TRY IT ->
Make a verbatim copy of all the records.

Items from a data source ->

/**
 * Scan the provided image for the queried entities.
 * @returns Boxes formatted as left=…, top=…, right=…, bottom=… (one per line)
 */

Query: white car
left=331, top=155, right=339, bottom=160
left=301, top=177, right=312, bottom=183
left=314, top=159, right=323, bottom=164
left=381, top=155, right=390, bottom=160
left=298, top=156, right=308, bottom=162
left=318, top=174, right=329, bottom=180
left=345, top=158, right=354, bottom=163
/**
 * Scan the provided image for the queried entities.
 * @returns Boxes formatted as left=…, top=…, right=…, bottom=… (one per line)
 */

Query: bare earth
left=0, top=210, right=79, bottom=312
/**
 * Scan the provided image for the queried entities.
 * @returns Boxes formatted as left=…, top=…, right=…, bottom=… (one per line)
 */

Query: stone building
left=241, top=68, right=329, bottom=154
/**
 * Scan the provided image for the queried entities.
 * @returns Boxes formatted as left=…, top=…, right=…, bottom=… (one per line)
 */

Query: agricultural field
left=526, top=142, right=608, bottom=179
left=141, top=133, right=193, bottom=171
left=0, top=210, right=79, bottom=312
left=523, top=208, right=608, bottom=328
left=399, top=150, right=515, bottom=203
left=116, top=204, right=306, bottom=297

TASK OUTPUT ->
/**
 * Scan the provided image for the queried entities.
 * @returns Boxes formatted as left=…, top=…, right=…, bottom=… (one per line)
 */

Query: white car
left=331, top=155, right=339, bottom=160
left=301, top=177, right=312, bottom=183
left=314, top=159, right=323, bottom=164
left=381, top=155, right=390, bottom=160
left=298, top=156, right=308, bottom=162
left=318, top=174, right=329, bottom=180
left=345, top=158, right=354, bottom=163
/**
 * Scan the provided image for the queried entities.
 * @returns Boxes formatted as left=…, top=…, right=…, bottom=… (one per line)
 */

Query: bare earth
left=0, top=210, right=79, bottom=312
/**
 * Scan the provided image for the queried entities.
 * @returns Boxes formatted as left=…, top=…, right=…, bottom=… (one per line)
 */

Query: stone building
left=241, top=68, right=329, bottom=154
/**
 * Scan the provided image for the queried entities.
 * @returns Boxes formatted as left=…, top=…, right=…, bottom=… (one per line)
 */

Query: agricultural field
left=526, top=142, right=608, bottom=179
left=141, top=133, right=193, bottom=171
left=0, top=210, right=79, bottom=312
left=523, top=208, right=608, bottom=328
left=399, top=150, right=515, bottom=203
left=116, top=204, right=306, bottom=297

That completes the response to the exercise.